Supplied text:
╔══

Secondly, Max Motors sells Mercedes-Benz trucks and vans and Street Scooter to industrial and logistics companies such as construction firms and freight forwarders. Mercedes-Benz trucks and vans are sold to the so-called blue light customers, e.g. fire brigades, police or rescue services. Workshop services and spare sparts are sold to all these types of customers as well as to smaller workshops. This business segment constitutes the commercial vehicle business and is marked dark grey in Table 3.

Finally, Max Motors brokers leasing services to all customer types for financing the purchase of new vehicles. This business segment constitutes the automotive services business and is marked light grey in Table 3.

4.1.1 Business Environment Analysis

The market attractiveness of each business segment depends on how relevant trends will impact specific characteristics of market attractiveness. Relevant trends are identified by conducting a PESTEL analysis. The abbreviation “PESTEL” stands for the political, economic, social, technological, ecological, and legal trends that shape the business environment (Behnam, 2018). In the case of Max Motors, the main trends are direct online sales by manufactures, shared economy and service mentality, connectivity and big data as well as autonomous and electric driving (see Table 4).

╚══

Given data:

╔══

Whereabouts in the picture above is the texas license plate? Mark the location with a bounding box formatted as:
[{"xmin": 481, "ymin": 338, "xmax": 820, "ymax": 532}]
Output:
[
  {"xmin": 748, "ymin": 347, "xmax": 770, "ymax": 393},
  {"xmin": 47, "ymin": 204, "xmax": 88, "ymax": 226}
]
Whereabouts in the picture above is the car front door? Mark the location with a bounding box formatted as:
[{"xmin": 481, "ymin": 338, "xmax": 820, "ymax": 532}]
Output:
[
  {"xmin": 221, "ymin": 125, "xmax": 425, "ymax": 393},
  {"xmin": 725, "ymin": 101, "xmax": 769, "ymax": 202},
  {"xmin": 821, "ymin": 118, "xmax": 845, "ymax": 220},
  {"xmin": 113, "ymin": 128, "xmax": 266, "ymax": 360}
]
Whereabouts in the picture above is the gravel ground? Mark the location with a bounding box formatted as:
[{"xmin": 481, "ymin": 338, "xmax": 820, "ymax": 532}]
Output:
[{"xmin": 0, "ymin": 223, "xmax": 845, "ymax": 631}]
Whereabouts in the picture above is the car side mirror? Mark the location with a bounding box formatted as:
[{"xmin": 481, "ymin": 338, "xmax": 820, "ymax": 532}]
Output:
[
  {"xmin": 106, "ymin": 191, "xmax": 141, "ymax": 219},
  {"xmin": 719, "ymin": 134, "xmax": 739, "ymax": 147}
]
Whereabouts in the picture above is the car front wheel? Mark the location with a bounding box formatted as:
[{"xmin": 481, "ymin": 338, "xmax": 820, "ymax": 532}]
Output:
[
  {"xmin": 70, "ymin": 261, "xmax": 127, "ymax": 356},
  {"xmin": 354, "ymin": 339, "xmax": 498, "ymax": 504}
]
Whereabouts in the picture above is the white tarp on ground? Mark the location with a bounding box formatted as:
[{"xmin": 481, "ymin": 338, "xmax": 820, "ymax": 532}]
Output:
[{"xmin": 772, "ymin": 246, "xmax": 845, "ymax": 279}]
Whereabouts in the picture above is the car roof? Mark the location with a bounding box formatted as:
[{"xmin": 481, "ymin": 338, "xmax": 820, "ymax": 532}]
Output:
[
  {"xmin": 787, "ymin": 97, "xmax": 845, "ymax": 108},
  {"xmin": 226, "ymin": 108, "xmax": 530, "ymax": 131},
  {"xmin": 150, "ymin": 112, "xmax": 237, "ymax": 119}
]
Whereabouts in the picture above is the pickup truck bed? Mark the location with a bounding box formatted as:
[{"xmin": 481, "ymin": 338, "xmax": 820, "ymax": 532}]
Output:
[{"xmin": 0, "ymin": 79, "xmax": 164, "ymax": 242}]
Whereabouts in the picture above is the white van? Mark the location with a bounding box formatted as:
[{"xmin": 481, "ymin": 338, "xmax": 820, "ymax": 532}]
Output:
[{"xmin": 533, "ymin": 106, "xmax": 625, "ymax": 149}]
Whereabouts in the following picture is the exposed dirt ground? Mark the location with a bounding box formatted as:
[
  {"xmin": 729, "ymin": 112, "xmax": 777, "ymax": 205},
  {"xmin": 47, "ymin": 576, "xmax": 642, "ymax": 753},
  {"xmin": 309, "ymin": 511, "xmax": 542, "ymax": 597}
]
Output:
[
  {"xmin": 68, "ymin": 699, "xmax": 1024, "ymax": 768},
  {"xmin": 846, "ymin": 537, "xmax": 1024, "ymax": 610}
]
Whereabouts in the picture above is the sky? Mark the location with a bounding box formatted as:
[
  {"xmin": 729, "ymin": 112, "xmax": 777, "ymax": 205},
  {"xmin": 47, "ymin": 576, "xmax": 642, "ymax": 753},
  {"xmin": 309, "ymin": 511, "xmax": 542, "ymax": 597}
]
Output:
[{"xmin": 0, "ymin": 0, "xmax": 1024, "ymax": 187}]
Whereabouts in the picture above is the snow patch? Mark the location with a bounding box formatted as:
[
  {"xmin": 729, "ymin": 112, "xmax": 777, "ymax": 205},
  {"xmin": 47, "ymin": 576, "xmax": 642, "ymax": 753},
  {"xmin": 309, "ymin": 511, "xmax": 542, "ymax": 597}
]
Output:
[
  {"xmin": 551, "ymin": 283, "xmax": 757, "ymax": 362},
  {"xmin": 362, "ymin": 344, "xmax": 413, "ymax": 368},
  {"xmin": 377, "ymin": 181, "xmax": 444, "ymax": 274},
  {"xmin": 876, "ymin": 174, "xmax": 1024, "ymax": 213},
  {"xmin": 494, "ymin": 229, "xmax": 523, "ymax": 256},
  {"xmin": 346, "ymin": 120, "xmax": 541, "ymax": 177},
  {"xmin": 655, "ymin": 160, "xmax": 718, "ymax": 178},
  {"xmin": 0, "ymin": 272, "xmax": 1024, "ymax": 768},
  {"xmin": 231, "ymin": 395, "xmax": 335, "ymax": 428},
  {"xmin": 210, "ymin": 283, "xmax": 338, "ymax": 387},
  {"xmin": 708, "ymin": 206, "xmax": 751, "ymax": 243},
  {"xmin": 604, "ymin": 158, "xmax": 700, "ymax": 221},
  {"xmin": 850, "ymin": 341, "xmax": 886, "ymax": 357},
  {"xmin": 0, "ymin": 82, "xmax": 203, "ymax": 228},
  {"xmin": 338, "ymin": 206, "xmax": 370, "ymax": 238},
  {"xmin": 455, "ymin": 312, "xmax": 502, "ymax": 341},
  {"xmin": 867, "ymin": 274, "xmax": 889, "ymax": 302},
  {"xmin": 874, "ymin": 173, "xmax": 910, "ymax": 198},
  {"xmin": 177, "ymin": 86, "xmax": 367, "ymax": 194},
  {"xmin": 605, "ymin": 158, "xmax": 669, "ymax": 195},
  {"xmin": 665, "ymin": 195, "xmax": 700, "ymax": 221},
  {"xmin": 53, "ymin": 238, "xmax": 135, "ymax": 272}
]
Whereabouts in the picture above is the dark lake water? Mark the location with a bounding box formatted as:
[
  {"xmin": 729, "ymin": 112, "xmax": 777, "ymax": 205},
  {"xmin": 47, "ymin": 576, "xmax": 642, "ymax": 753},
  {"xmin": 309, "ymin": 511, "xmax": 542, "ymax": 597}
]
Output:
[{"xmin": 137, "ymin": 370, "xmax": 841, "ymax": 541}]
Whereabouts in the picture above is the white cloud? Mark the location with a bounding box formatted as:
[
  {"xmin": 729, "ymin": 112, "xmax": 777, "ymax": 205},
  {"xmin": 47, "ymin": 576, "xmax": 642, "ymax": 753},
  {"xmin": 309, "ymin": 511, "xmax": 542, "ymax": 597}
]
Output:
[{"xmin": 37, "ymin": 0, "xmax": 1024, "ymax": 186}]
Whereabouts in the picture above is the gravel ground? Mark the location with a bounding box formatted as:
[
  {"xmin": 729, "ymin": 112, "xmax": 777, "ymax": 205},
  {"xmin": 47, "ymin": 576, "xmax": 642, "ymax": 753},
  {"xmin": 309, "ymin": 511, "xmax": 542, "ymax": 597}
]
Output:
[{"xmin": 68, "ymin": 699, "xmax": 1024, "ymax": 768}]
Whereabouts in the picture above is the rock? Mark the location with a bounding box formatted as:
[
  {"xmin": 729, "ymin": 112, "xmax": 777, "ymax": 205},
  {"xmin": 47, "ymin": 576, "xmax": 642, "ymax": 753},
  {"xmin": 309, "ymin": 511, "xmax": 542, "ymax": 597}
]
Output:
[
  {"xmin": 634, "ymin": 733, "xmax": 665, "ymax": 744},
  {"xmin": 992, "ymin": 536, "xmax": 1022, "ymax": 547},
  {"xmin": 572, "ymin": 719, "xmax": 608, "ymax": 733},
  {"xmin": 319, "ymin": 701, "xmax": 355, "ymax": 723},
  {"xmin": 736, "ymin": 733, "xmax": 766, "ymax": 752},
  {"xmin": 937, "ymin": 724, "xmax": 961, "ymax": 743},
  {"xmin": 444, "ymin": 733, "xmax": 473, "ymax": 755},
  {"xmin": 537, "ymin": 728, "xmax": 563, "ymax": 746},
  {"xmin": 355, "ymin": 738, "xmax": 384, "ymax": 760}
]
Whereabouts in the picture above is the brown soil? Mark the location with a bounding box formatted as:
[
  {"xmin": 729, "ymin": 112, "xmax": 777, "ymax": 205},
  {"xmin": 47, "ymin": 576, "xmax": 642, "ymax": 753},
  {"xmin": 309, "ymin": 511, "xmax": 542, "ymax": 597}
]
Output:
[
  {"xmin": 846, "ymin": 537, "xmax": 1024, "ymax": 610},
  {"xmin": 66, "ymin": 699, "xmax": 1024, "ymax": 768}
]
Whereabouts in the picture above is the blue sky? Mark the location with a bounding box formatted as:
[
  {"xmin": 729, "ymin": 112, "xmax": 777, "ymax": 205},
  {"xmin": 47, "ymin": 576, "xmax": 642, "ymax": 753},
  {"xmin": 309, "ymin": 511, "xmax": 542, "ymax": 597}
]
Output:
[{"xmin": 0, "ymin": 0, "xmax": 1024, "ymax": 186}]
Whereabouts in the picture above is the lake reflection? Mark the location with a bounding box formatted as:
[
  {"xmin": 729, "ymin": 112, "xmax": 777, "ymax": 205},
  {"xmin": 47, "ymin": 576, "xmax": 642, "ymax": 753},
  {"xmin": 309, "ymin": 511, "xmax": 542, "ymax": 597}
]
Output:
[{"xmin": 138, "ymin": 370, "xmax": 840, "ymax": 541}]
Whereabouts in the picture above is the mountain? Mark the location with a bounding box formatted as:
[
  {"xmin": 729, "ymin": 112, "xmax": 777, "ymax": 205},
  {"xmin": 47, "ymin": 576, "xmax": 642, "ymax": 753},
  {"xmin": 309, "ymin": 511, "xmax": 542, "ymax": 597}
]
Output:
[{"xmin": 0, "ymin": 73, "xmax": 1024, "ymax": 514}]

╚══

Set exercise A: In the Max Motors text, why is a PESTEL analysis carried out? Answer in one to three sentences.
Set exercise B: Translate this sentence from the Max Motors text into German: "Finally, Max Motors brokers leasing services to all customer types for financing the purchase of new vehicles."
Set exercise C:
Answer these questions using the Max Motors text:
(i) What color marks the commercial vehicle business in Table 3?
(ii) Which business segment does the brokering of leasing services constitute?
(iii) What examples of "blue light customers" are given?

Complete response A: A PESTEL analysis is carried out to identify relevant trends. This matters because the market attractiveness of each business segment depends on how those trends will impact specific characteristics of market attractiveness.

Complete response B: Schließlich vermittelt Max Motors Leasingdienstleistungen an alle Kundentypen zur Finanzierung des Kaufs von Neufahrzeugen.

Complete response C:
(i) Dark grey.
(ii) The automotive services business.
(iii) Fire brigades, police, and rescue services.